Chrome Hill is a jazz quartet from Oslo, Norway, originating from the Norwegian Academy of Music. The band changed its name from Damp with the release of the album Earthlings in 2008. Chrome Hill has played in Norway, Sweden, England, France, Portugal and Japan.

Music

In 2008 the album Earthlings was released under the band name Chrome Hill. Along with the change of name, came also a change of style. The music was no longer acoustic, with Asbjørn Lerheim's use of electric and baritone guitars, and clearly inspired by Americana and noise rock. The album was released by the Norwegian record label Bolage. The band released the album Country of Lost Borders in 2013, also on Bolage. In 2018 the band released The Explorer on Clean Feed Records.

Crew
Asbjørn Lerheim, guitar, baritone guitar, electric guitar. Lerheim has his background from jazz and improvisation studies at the Norwegian Academy of Music in Oslo. He also plays in duo with Lisa Dillan.

#### Given instruction 1:
In the Chrome Hill passage, what was the band called before it took the name Chrome Hill?
#### Given instruction 2:
Continue the Chrome Hill passage from the point where it stops.

#### Information given:
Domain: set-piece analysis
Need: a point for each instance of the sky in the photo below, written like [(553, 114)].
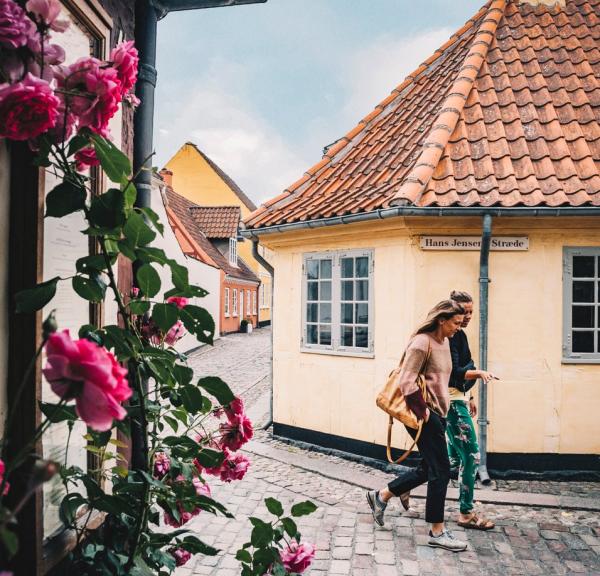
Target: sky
---
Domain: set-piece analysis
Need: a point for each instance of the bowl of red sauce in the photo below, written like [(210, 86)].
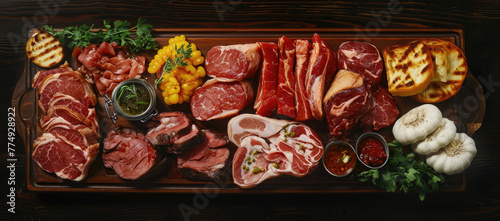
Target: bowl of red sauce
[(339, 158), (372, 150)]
* * *
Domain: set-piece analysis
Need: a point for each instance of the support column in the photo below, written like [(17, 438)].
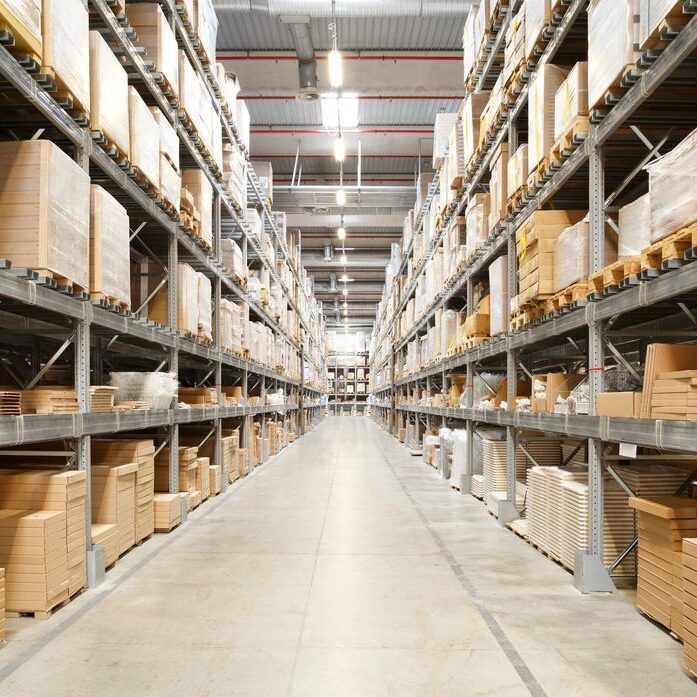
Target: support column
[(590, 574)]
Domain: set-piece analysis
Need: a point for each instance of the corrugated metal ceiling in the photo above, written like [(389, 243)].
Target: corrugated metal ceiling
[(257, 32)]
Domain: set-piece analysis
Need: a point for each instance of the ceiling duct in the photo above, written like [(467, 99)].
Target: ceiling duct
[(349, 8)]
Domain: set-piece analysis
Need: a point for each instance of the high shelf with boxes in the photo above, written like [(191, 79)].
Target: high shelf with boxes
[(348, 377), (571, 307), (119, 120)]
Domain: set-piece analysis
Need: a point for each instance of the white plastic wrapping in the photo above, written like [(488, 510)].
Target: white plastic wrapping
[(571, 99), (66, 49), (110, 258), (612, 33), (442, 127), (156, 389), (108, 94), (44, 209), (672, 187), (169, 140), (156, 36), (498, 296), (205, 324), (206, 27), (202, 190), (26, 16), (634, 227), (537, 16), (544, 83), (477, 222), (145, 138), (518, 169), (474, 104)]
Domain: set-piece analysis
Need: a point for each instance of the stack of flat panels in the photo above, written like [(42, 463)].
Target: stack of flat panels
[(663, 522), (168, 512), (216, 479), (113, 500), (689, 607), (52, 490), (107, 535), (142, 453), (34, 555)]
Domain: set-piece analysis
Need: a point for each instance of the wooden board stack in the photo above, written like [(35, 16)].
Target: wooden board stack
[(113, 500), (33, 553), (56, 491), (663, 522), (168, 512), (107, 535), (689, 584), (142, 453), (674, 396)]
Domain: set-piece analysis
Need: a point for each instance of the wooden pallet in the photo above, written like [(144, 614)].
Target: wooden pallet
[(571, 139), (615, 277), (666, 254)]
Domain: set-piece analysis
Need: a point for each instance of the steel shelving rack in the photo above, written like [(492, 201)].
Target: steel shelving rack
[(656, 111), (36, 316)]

#### Answer 1:
Damp

#### Answer 2:
Torstein Lofthus, drums. He has participated on many jazz, soul and pop albums, and is a frequently used session drummer. He plays regularly in Red Kite and Elephant 9.

Atle Nymo, alto sax, bass clarinet. Nymo has his background from jazzlinja, NTNU and Norwegian Academy of Music. He plays regularly in I.P.A. and Atle Nymo Trio.

Roger Arntzen, bass, double bass. Arntzen is the bass player in the piano trio In the country, who were chosen as the "Young jazz Musicians Of The Year 2004" at Molde International Jazz Festival. This trio has released several albums on Rune Grammofon to much acclaim.

Past members: 
Jørgen Munkeby, alto sax, clarinet. Munkeby is to be heard on a few Norwegian records, and is the leader of the highly acclaimed avant-prog quartet Shining. Munkeby was also one of the founding members of the nu-jazz band Jaga Jazzist, of which he was a member until 2002.

Awards

In August 2001, Damp represented Norway at the Tremplin Jazz d'Avignon festival in Avignon, France, as one of the four bands from Europe. Jørgen Munkeby was awarded the soloist prize.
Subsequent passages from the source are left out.